◆ **TASK PROMPT**
Repeat each line of the material exactly.

◆ **PROVIDED MATERIAL**

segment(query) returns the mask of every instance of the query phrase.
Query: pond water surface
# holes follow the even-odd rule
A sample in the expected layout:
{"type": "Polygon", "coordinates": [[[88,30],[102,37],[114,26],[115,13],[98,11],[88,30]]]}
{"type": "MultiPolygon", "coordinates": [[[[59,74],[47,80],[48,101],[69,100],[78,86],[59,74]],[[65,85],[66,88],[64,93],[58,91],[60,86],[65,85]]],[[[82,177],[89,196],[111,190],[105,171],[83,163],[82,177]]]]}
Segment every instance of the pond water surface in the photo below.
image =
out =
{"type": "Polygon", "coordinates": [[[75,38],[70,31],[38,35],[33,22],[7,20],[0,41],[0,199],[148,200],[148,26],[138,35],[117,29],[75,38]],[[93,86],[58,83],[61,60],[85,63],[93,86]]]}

◆ **RESPONSE TO THIS TASK**
segment(query) returns the mask of every instance of the query phrase.
Query: pond water surface
# holes follow the even-odd rule
A sample in the expected layout:
{"type": "Polygon", "coordinates": [[[88,30],[102,37],[114,26],[115,13],[98,11],[88,30]]]}
{"type": "MultiPolygon", "coordinates": [[[[59,74],[47,80],[48,101],[69,100],[78,86],[59,74]],[[65,85],[66,88],[64,93],[58,91],[60,86],[65,85]]],[[[82,177],[89,196],[111,190],[105,171],[83,163],[82,177]]]]}
Segment every instance of the pond water surface in the photo below.
image =
out =
{"type": "Polygon", "coordinates": [[[75,38],[70,31],[38,35],[33,22],[7,20],[0,41],[0,199],[148,200],[148,26],[138,35],[117,29],[75,38]],[[93,86],[58,83],[61,60],[85,63],[93,86]]]}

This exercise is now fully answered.